Please give the lines of the records below as a numbered list with blank lines omitted. Begin at the line that contains "Could you kindly segment every instance of the man in" and stop after the line that contains "243 134 L 243".

[Stored data]
···
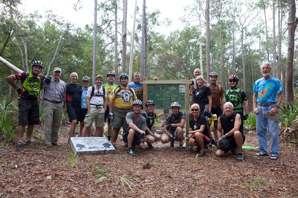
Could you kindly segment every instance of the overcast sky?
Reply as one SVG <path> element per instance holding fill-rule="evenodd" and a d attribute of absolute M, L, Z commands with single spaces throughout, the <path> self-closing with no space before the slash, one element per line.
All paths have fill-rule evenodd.
<path fill-rule="evenodd" d="M 86 24 L 91 24 L 93 21 L 94 1 L 92 0 L 81 0 L 83 2 L 82 8 L 78 12 L 74 10 L 73 5 L 77 0 L 23 0 L 23 6 L 21 9 L 24 12 L 28 14 L 36 10 L 41 15 L 45 15 L 44 12 L 47 9 L 50 9 L 54 14 L 63 17 L 73 23 L 83 28 Z M 127 6 L 127 27 L 130 30 L 132 29 L 133 12 L 134 11 L 135 0 L 128 0 Z M 179 29 L 181 30 L 183 27 L 179 19 L 184 15 L 184 6 L 192 3 L 191 0 L 147 0 L 146 6 L 148 8 L 147 12 L 152 12 L 154 10 L 159 9 L 161 14 L 160 20 L 168 18 L 172 21 L 170 27 L 162 27 L 156 31 L 162 34 L 169 35 L 171 31 Z M 100 0 L 97 0 L 99 4 Z M 143 1 L 137 0 L 137 5 L 141 10 Z M 122 5 L 121 5 L 121 6 Z M 44 13 L 44 14 L 43 14 Z M 119 10 L 118 14 L 122 18 L 122 12 Z M 97 15 L 98 19 L 100 16 Z M 97 21 L 97 23 L 99 22 Z"/>

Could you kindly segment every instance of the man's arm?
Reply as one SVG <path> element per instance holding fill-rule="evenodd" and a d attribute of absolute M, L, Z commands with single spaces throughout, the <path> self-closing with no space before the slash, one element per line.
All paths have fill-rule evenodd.
<path fill-rule="evenodd" d="M 6 79 L 7 81 L 8 81 L 8 82 L 10 84 L 12 87 L 14 88 L 16 90 L 17 90 L 19 89 L 19 87 L 18 86 L 15 82 L 15 80 L 17 80 L 16 77 L 15 77 L 15 76 L 14 74 L 13 75 L 11 75 L 10 76 L 7 76 L 6 78 Z"/>
<path fill-rule="evenodd" d="M 257 100 L 258 99 L 258 94 L 257 93 L 254 93 L 253 95 L 253 113 L 257 114 L 259 114 L 260 112 L 258 111 L 258 108 L 257 106 Z"/>

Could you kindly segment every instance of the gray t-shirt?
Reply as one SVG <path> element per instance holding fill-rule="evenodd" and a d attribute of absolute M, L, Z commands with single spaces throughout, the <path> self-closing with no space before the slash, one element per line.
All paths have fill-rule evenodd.
<path fill-rule="evenodd" d="M 132 122 L 138 128 L 142 130 L 145 130 L 147 129 L 146 127 L 146 118 L 140 115 L 139 121 L 137 122 L 136 122 L 136 118 L 133 114 L 133 112 L 128 113 L 126 114 L 125 120 L 127 125 L 129 122 Z"/>

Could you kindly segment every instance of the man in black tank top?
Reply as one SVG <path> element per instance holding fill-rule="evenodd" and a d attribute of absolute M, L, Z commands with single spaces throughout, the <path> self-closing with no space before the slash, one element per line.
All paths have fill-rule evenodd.
<path fill-rule="evenodd" d="M 243 134 L 243 128 L 240 127 L 240 115 L 233 112 L 233 104 L 231 102 L 226 102 L 224 108 L 225 113 L 220 116 L 218 121 L 218 135 L 220 137 L 218 144 L 220 146 L 220 142 L 224 142 L 226 140 L 227 140 L 229 142 L 229 145 L 223 148 L 219 147 L 216 151 L 215 155 L 216 157 L 222 157 L 230 151 L 231 151 L 231 153 L 235 154 L 238 147 L 237 160 L 242 161 L 244 159 L 242 145 L 245 141 L 245 136 Z M 222 136 L 222 129 L 224 134 Z"/>

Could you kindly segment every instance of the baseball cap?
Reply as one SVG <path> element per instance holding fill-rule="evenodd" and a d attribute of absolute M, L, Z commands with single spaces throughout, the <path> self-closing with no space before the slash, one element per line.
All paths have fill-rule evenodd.
<path fill-rule="evenodd" d="M 61 70 L 61 69 L 58 67 L 55 67 L 54 68 L 54 70 L 53 70 L 53 71 L 56 72 L 56 71 L 60 71 L 61 73 L 62 72 L 62 71 Z"/>

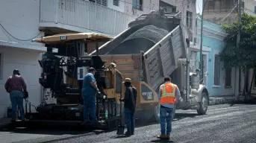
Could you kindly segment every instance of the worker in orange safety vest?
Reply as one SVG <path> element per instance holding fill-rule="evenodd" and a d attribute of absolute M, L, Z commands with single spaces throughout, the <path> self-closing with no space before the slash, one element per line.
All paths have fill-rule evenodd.
<path fill-rule="evenodd" d="M 161 135 L 157 139 L 169 139 L 172 132 L 172 115 L 176 101 L 183 102 L 180 91 L 178 86 L 171 83 L 171 77 L 164 77 L 164 83 L 159 87 L 158 99 L 160 107 L 160 124 Z M 178 100 L 176 100 L 178 99 Z"/>

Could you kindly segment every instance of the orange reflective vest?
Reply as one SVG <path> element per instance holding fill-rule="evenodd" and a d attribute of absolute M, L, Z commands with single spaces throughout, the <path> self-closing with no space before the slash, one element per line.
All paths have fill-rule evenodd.
<path fill-rule="evenodd" d="M 176 86 L 172 83 L 166 83 L 160 86 L 161 89 L 160 104 L 175 104 Z"/>

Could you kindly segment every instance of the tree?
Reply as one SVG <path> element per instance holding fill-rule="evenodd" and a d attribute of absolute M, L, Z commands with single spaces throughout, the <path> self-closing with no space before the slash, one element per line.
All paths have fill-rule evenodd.
<path fill-rule="evenodd" d="M 228 36 L 225 38 L 225 48 L 220 56 L 224 60 L 225 67 L 241 67 L 244 75 L 247 76 L 249 70 L 256 67 L 256 17 L 243 13 L 241 19 L 241 39 L 238 47 L 236 45 L 237 22 L 234 22 L 231 25 L 222 25 Z M 249 93 L 252 83 L 252 80 Z"/>

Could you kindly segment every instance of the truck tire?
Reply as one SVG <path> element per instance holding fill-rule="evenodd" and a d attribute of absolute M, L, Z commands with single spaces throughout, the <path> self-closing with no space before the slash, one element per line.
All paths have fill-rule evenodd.
<path fill-rule="evenodd" d="M 175 111 L 176 111 L 176 108 L 175 108 L 175 106 L 174 106 L 172 115 L 172 120 L 173 120 L 173 118 L 175 116 Z M 155 106 L 155 107 L 154 108 L 154 121 L 157 121 L 158 123 L 160 122 L 160 106 L 159 105 Z"/>
<path fill-rule="evenodd" d="M 208 98 L 205 92 L 202 93 L 202 99 L 199 103 L 199 109 L 197 110 L 199 115 L 205 115 L 208 108 Z"/>

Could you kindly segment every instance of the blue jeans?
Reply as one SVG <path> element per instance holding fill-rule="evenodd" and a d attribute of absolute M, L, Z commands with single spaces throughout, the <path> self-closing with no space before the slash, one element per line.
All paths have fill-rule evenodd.
<path fill-rule="evenodd" d="M 131 132 L 134 132 L 135 128 L 134 113 L 135 112 L 131 111 L 128 108 L 125 108 L 126 128 L 127 130 L 131 130 Z"/>
<path fill-rule="evenodd" d="M 92 118 L 93 122 L 97 122 L 96 118 L 96 95 L 83 95 L 84 99 L 84 121 L 89 121 L 89 115 Z"/>
<path fill-rule="evenodd" d="M 16 120 L 16 108 L 19 110 L 21 119 L 25 119 L 23 108 L 23 93 L 21 91 L 12 91 L 10 92 L 10 99 L 12 105 L 12 120 Z"/>
<path fill-rule="evenodd" d="M 172 112 L 173 108 L 160 107 L 160 124 L 162 135 L 169 135 L 172 132 Z"/>

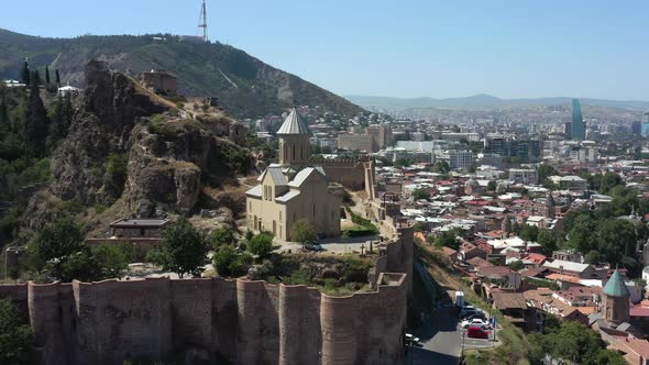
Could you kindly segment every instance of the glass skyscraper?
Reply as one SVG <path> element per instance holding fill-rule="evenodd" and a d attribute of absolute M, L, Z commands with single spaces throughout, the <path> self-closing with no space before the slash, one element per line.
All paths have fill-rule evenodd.
<path fill-rule="evenodd" d="M 572 124 L 570 131 L 571 139 L 573 140 L 585 140 L 586 139 L 586 124 L 582 117 L 582 106 L 578 99 L 572 99 Z"/>

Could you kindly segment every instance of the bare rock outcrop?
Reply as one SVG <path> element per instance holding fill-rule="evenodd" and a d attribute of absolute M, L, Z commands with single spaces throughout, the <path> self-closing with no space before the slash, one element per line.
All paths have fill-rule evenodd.
<path fill-rule="evenodd" d="M 82 107 L 52 157 L 51 192 L 84 204 L 109 204 L 119 198 L 123 180 L 116 181 L 107 172 L 107 158 L 125 153 L 139 118 L 162 113 L 172 104 L 100 62 L 88 63 L 86 79 Z"/>

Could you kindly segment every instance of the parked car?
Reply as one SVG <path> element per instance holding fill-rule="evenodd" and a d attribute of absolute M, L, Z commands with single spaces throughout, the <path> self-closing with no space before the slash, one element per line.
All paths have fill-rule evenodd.
<path fill-rule="evenodd" d="M 480 318 L 481 320 L 483 320 L 483 321 L 486 322 L 486 316 L 483 312 L 466 316 L 466 317 L 464 317 L 464 320 L 465 321 L 469 321 L 469 320 L 472 320 L 474 318 Z"/>
<path fill-rule="evenodd" d="M 419 343 L 419 338 L 416 338 L 410 333 L 406 333 L 406 344 L 407 345 L 416 345 L 418 343 Z"/>
<path fill-rule="evenodd" d="M 475 308 L 473 306 L 465 306 L 462 307 L 460 310 L 460 318 L 466 318 L 469 316 L 480 314 L 482 310 L 480 308 Z"/>
<path fill-rule="evenodd" d="M 471 320 L 462 321 L 461 325 L 463 329 L 468 329 L 470 327 L 486 327 L 486 328 L 488 328 L 490 323 L 487 321 L 480 319 L 480 318 L 474 318 Z"/>
<path fill-rule="evenodd" d="M 473 338 L 473 339 L 488 339 L 490 331 L 485 331 L 485 330 L 481 329 L 480 327 L 470 327 L 466 330 L 466 336 Z"/>
<path fill-rule="evenodd" d="M 324 248 L 322 247 L 322 245 L 320 245 L 319 243 L 311 242 L 311 241 L 305 242 L 305 244 L 302 245 L 302 247 L 305 250 L 308 250 L 308 251 L 316 251 L 316 252 L 324 251 Z"/>

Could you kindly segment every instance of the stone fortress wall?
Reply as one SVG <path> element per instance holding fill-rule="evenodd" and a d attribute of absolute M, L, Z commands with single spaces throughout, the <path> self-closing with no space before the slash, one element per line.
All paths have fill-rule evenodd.
<path fill-rule="evenodd" d="M 312 158 L 310 163 L 322 166 L 329 180 L 351 190 L 362 190 L 366 184 L 363 163 L 367 161 L 367 158 Z"/>
<path fill-rule="evenodd" d="M 413 248 L 400 241 L 387 248 L 372 275 L 375 291 L 348 297 L 158 278 L 0 285 L 0 298 L 31 323 L 42 364 L 394 364 L 404 351 Z"/>

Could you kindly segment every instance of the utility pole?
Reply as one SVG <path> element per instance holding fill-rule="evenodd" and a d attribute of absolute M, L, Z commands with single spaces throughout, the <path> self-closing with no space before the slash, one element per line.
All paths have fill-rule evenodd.
<path fill-rule="evenodd" d="M 202 42 L 207 43 L 207 7 L 206 0 L 202 0 L 202 7 L 200 7 L 200 16 L 198 18 L 198 31 L 200 33 L 200 29 L 202 29 Z"/>

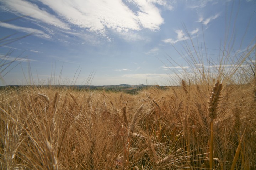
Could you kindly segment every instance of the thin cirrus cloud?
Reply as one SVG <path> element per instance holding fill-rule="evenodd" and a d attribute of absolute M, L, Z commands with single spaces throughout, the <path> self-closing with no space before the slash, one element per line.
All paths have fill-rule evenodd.
<path fill-rule="evenodd" d="M 145 53 L 148 55 L 157 55 L 158 54 L 158 52 L 159 51 L 159 49 L 158 48 L 153 48 Z"/>
<path fill-rule="evenodd" d="M 140 30 L 142 28 L 159 29 L 164 20 L 153 3 L 157 3 L 157 1 L 129 1 L 135 3 L 140 10 L 134 12 L 119 0 L 42 0 L 42 2 L 67 21 L 102 34 L 105 33 L 106 28 L 117 32 Z"/>
<path fill-rule="evenodd" d="M 0 23 L 0 26 L 5 27 L 10 29 L 14 29 L 18 31 L 25 32 L 28 33 L 33 33 L 34 35 L 39 37 L 46 38 L 50 38 L 51 36 L 46 34 L 44 32 L 38 29 L 31 28 L 20 27 L 12 24 L 10 24 L 4 22 Z"/>
<path fill-rule="evenodd" d="M 129 69 L 116 69 L 113 70 L 113 71 L 115 72 L 122 72 L 122 71 L 132 71 Z"/>
<path fill-rule="evenodd" d="M 203 17 L 201 17 L 197 21 L 198 22 L 202 22 L 205 26 L 207 26 L 212 20 L 215 19 L 220 15 L 220 13 L 218 13 L 215 15 L 212 16 L 204 19 Z"/>
<path fill-rule="evenodd" d="M 196 34 L 199 31 L 199 29 L 197 28 L 194 30 L 190 32 L 189 32 L 190 35 L 193 35 Z M 183 32 L 183 31 L 181 30 L 176 30 L 175 31 L 175 32 L 177 33 L 177 36 L 175 39 L 174 39 L 172 38 L 168 38 L 162 40 L 162 41 L 166 43 L 170 43 L 171 44 L 176 44 L 177 42 L 180 41 L 184 41 L 188 40 L 190 39 L 190 38 L 186 36 Z M 191 37 L 191 38 L 193 38 L 195 37 L 195 36 L 193 36 Z"/>
<path fill-rule="evenodd" d="M 176 69 L 183 69 L 189 68 L 189 67 L 188 66 L 162 66 L 162 67 L 164 69 L 163 70 L 165 71 L 169 71 L 170 70 L 173 68 Z"/>
<path fill-rule="evenodd" d="M 156 5 L 169 10 L 172 6 L 163 0 L 41 0 L 49 8 L 39 8 L 36 4 L 19 0 L 1 2 L 1 8 L 16 14 L 61 28 L 71 30 L 73 26 L 107 38 L 108 31 L 117 33 L 149 29 L 160 30 L 164 23 Z M 49 11 L 53 11 L 54 12 Z M 73 27 L 72 27 L 73 28 Z M 45 28 L 44 28 L 45 29 Z M 122 34 L 121 34 L 122 35 Z"/>
<path fill-rule="evenodd" d="M 70 29 L 66 23 L 54 15 L 39 8 L 37 5 L 34 4 L 20 0 L 1 1 L 4 5 L 1 8 L 4 10 L 15 13 L 28 16 L 37 20 L 60 28 Z"/>

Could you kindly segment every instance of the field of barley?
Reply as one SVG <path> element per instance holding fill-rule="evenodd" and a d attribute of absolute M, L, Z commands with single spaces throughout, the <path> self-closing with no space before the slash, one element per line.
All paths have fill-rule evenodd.
<path fill-rule="evenodd" d="M 242 84 L 181 80 L 135 95 L 2 90 L 0 168 L 255 169 L 251 75 Z"/>

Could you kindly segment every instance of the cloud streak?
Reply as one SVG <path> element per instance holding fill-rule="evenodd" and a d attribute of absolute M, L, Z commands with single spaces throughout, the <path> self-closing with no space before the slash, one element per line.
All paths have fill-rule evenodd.
<path fill-rule="evenodd" d="M 189 32 L 190 35 L 193 35 L 197 33 L 199 31 L 199 29 L 197 28 L 195 30 Z M 162 41 L 166 43 L 170 43 L 174 44 L 177 43 L 181 41 L 185 41 L 188 40 L 190 38 L 187 36 L 186 36 L 183 32 L 183 31 L 181 30 L 178 30 L 175 31 L 175 32 L 177 34 L 176 39 L 174 39 L 172 38 L 168 38 L 162 40 Z M 195 37 L 191 37 L 193 38 Z"/>
<path fill-rule="evenodd" d="M 66 23 L 55 16 L 41 10 L 34 4 L 20 0 L 1 1 L 4 6 L 2 6 L 2 8 L 6 11 L 28 16 L 37 21 L 64 29 L 70 29 Z"/>
<path fill-rule="evenodd" d="M 31 28 L 20 27 L 4 22 L 0 23 L 0 27 L 10 28 L 10 29 L 28 33 L 33 33 L 36 36 L 39 37 L 51 38 L 51 36 L 46 34 L 44 32 Z"/>
<path fill-rule="evenodd" d="M 78 27 L 105 38 L 108 38 L 109 30 L 119 33 L 126 37 L 126 33 L 128 32 L 144 29 L 153 31 L 159 30 L 164 21 L 156 5 L 162 6 L 169 10 L 172 8 L 167 1 L 164 0 L 32 1 L 34 3 L 20 0 L 1 1 L 2 9 L 16 15 L 27 16 L 26 18 L 34 21 L 35 22 L 43 22 L 60 28 L 63 31 L 73 31 L 71 28 Z M 47 7 L 39 7 L 39 3 L 44 4 Z"/>

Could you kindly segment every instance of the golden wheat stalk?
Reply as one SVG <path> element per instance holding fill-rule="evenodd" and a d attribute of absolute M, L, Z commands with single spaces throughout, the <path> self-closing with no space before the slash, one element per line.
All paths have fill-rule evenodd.
<path fill-rule="evenodd" d="M 218 80 L 213 86 L 209 104 L 209 116 L 210 118 L 211 137 L 210 146 L 210 169 L 213 169 L 213 120 L 217 118 L 217 108 L 222 89 L 222 84 Z"/>

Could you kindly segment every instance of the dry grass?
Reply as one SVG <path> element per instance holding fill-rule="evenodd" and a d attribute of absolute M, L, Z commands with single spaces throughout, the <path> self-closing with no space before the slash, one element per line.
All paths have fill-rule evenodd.
<path fill-rule="evenodd" d="M 253 83 L 223 84 L 218 107 L 207 103 L 213 82 L 136 95 L 2 90 L 1 168 L 208 169 L 212 152 L 213 169 L 254 169 Z"/>

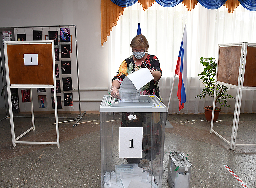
···
Complete response:
1. Could you kindly segment every instance of the man in black tank top?
2. Reply as one SVG <path> element per instance holding fill-rule="evenodd" and a d attribute of absolute M, L, Z commands with single spaces throughout, the <path> self-closing with no space before the slash, one element per line.
3. All paths have fill-rule evenodd.
4. <path fill-rule="evenodd" d="M 243 134 L 243 128 L 240 127 L 240 115 L 233 112 L 233 104 L 231 102 L 226 102 L 224 108 L 225 113 L 220 116 L 218 121 L 218 135 L 220 137 L 218 144 L 220 146 L 220 142 L 224 142 L 226 140 L 227 140 L 229 142 L 229 145 L 223 148 L 219 147 L 216 151 L 215 155 L 216 157 L 222 157 L 230 151 L 231 151 L 231 153 L 235 154 L 238 147 L 237 160 L 242 161 L 244 159 L 242 145 L 245 141 L 245 136 Z M 222 136 L 222 129 L 224 134 Z"/>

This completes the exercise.